WHAT YOU WILL DO :: Copy each of the following data items line for line, with no changes.

* Start ENTRIES SUPPLIED *

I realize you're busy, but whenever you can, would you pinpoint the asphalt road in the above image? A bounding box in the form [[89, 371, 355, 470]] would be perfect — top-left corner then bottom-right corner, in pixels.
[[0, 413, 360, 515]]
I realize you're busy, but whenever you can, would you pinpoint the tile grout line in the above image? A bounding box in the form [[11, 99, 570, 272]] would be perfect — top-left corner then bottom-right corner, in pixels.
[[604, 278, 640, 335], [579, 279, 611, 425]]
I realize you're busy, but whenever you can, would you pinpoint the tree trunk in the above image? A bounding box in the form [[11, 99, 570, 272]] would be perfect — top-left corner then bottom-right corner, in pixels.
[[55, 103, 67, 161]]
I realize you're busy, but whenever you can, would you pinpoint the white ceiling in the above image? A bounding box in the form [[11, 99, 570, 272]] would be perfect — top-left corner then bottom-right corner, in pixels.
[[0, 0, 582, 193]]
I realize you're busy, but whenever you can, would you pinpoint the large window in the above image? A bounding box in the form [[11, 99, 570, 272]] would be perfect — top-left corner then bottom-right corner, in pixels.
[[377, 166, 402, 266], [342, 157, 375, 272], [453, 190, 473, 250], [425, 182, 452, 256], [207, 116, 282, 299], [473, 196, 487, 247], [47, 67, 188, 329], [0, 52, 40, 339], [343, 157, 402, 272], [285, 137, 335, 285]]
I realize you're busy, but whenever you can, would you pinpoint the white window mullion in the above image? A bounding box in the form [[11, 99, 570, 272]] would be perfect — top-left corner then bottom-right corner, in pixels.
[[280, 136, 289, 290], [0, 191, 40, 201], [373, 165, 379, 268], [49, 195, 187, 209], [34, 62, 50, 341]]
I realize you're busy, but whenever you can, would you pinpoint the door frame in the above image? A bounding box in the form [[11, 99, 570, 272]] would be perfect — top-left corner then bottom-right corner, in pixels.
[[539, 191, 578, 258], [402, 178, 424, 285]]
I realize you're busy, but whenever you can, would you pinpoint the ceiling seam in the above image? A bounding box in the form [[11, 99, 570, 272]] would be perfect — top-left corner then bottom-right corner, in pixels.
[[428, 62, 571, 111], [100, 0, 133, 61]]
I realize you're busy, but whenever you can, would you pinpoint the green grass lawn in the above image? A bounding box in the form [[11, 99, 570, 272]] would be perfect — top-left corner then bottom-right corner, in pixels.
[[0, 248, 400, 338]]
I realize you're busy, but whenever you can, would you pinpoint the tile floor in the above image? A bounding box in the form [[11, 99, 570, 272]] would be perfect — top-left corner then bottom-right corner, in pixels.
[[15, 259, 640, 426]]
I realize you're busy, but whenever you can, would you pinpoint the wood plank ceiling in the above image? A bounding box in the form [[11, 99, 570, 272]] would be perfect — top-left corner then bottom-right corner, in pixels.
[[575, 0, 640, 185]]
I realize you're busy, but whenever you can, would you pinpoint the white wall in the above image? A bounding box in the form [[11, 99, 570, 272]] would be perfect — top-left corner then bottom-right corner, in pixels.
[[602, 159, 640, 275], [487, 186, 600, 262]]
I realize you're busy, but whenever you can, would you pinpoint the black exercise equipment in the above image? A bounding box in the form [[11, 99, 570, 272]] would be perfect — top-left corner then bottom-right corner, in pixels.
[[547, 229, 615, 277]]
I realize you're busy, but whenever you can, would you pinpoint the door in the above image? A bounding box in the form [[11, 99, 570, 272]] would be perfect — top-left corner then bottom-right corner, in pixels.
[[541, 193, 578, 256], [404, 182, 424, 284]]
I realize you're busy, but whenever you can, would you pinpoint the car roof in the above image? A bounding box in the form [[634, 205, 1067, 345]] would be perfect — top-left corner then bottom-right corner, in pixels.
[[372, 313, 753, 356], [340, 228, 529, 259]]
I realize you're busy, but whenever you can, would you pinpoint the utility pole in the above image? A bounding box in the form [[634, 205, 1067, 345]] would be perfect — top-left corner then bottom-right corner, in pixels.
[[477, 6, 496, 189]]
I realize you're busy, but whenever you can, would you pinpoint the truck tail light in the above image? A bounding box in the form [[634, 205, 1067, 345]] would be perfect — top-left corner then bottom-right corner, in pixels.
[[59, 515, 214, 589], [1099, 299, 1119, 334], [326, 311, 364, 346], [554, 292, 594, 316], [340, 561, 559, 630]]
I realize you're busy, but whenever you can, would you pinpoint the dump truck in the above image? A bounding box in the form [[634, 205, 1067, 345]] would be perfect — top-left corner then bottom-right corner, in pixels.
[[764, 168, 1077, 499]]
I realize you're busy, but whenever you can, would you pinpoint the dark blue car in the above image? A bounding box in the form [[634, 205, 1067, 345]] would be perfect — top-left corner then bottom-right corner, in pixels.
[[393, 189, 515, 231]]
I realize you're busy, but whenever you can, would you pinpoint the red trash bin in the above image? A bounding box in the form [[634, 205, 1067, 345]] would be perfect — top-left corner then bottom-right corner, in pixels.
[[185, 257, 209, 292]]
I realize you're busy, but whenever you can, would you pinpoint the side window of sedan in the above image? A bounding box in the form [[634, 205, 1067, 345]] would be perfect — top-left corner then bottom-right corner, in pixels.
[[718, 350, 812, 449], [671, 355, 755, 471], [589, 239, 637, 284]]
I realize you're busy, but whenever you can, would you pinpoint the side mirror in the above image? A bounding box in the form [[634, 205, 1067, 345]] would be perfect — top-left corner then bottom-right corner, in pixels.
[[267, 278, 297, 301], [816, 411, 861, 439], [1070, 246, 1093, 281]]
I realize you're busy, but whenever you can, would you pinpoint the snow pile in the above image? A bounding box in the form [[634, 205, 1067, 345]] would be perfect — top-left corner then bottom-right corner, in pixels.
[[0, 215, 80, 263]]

* End ENTRIES SUPPLIED *

RESULT OF THE TASK ::
I realize you're busy, but whenever you can, would you pinpoint the asphalt road in the above image? A bounding box in the form [[89, 371, 355, 470]] would be perfect — top-left corner then bottom-right corner, in pixels.
[[0, 413, 360, 515]]
I realize you're busy, but whenever you can, would you pinpoint the tile grout line in the above image? A bounding box in the form [[11, 99, 570, 272]] would be perfect — top-left corner then bottom-right corner, in pixels.
[[604, 278, 640, 335], [579, 279, 611, 425]]
I realize you're busy, but whenever you can, would you pinpoint the tree trunk in the above image? A bounding box in the form [[11, 99, 570, 272]] would be perfect — top-left corner then bottom-right corner, in pixels.
[[55, 103, 67, 161]]
I realize you're busy, but whenever you can, would you pinpoint the white ceiling in the above image? A bounding box in the form [[11, 99, 570, 272]] would be perfect — top-left corner then bottom-right corner, in pixels.
[[0, 0, 582, 193]]
I realize you're busy, but whenever you can, would you pinpoint the large window in the above image? A bounding box in the form [[11, 99, 570, 272]] would be perfect — top-left corner then bottom-right corner, in pixels.
[[377, 166, 402, 266], [342, 157, 375, 272], [453, 190, 473, 250], [425, 182, 452, 256], [207, 116, 282, 299], [473, 196, 487, 247], [47, 67, 188, 329], [0, 52, 40, 339], [343, 157, 402, 272], [285, 137, 335, 285]]
I realize you're busy, but whenever you can, would you pinpoint the white window mullion in the above image? A bounding box in the form [[11, 99, 570, 272]] would be perfect — top-left corner then bottom-right corner, in pixels.
[[280, 136, 289, 290], [0, 191, 40, 201], [373, 165, 379, 268], [49, 195, 187, 209], [34, 62, 50, 341]]
I realize you're busy, but whenever you can, would you pinpoint the door frame in the above image? A bounding box in the form [[11, 99, 570, 272]] would be perfect — top-left corner then bottom-right corner, in pixels.
[[539, 191, 578, 258], [402, 178, 424, 285]]
I realize you're busy, but whenever you can, would you pinpoint the ceiling seam in the above image? A bounding box in the form [[11, 99, 570, 272]] would be perfect — top-left corner then bottom-right corner, in pixels.
[[428, 62, 571, 111], [100, 0, 133, 61]]
I realize you're busy, but whenever you can, would you pinpoint the green grass lawn in the above image? A bounding box in the form [[11, 99, 570, 272]] would be perfect — top-left corner then bottom-right corner, in pixels.
[[0, 248, 400, 338]]
I realize you're busy, but whenever you can, would you pinpoint the tile floor in the above image? A bounding box in the form [[11, 99, 570, 272]] would be perfect — top-left corner then bottom-right corner, in pixels.
[[15, 259, 640, 426]]
I realize you're busy, but whenever you can, would you pinpoint the wood plank ceiling in the above image? A bounding box in the form [[11, 99, 570, 272]] would be perfect — top-left corner then bottom-right corner, in pixels.
[[575, 0, 640, 185]]
I realize you're busy, but whenever you can, would you pinpoint the white wall in the above image? A bounding box in the form [[11, 99, 570, 272]] would be perfect — top-left corner then bottom-right corner, in pixels.
[[602, 159, 640, 275], [487, 186, 600, 262]]
I realize you're busy, but whenever you can, would you pinpoint the black exercise equipment in the above image? A bounding box in the form [[11, 99, 570, 272]] would be perfect — top-left corner then bottom-right corner, in pixels.
[[547, 229, 615, 277]]
I realize you're busy, but whenever you can, would you pinpoint the door in the above image? A bounding box in the form [[11, 99, 570, 272]] would be perfect — top-left corner then bottom-right corner, in pixels.
[[541, 193, 578, 256], [404, 182, 424, 284]]
I realize you're busy, but whenever you can, would you pinpoint the car roof in the above image? A bounding box in the form [[634, 205, 1067, 345]] would be perfect — top-left corner then bottom-right corner, in pixels.
[[372, 313, 753, 356], [340, 228, 529, 259]]
I realize you're busy, but whenever you can, would you pinpoint the utility pole in the above image? A bounding box in the form [[634, 205, 1067, 345]] would be perfect — top-left corner then bottom-right corner, in pixels.
[[477, 6, 496, 189]]
I realize you're busy, but whenever you can, would you pinpoint the truck tail light in the above image? A bounding box in the form [[634, 205, 1067, 345]] would be perfect — top-left corner then bottom-right corner, in pixels.
[[59, 515, 214, 589], [1099, 299, 1119, 334], [326, 311, 364, 346], [554, 292, 594, 316], [340, 561, 559, 630]]
I realize you're busy, but whenever you can, would you pinpoint the dump truck in the above image? A bounding box in the form [[634, 205, 1067, 345]] would be perfect — top-left corner then bottom-right corner, in pixels.
[[764, 168, 1077, 499]]
I realize you're busy, but whenever you can, would you pinpoint the dark blue car in the above image? A bounding box in the form [[634, 205, 1067, 345]] would be perfect — top-left corner then bottom-right corner, in pixels.
[[393, 189, 515, 231]]
I realize you're busy, but whenever you can, would you pinpoint the red trash bin in the above image? A bounding box in the form [[634, 205, 1067, 345]] would be perfect — top-left corner then bottom-right corner, in pixels.
[[185, 257, 209, 292]]
I realize you're busy, but whenever you can, would you pinpoint the side window of sedan in the above image? A bounding box in the form [[634, 205, 1067, 345]] would be perfect — top-left corner then bottom-right corner, in pixels.
[[718, 350, 812, 449], [671, 355, 755, 471], [589, 239, 637, 284]]
I realize you're busy, but whenever you can, would you pinpoint the side mirror in the above image? A bounding box in the form [[634, 205, 1067, 345]] would be perfect — top-left corner then bottom-right corner, in pixels.
[[267, 278, 297, 301], [816, 411, 861, 439], [1070, 246, 1093, 281]]
I realize you're busy, but whenever you can, would you pinpoint the snow pile in the above image? A bounding box in the form [[634, 205, 1067, 345]] would be perfect — top-left corner then bottom-right corner, in pixels.
[[0, 215, 80, 263]]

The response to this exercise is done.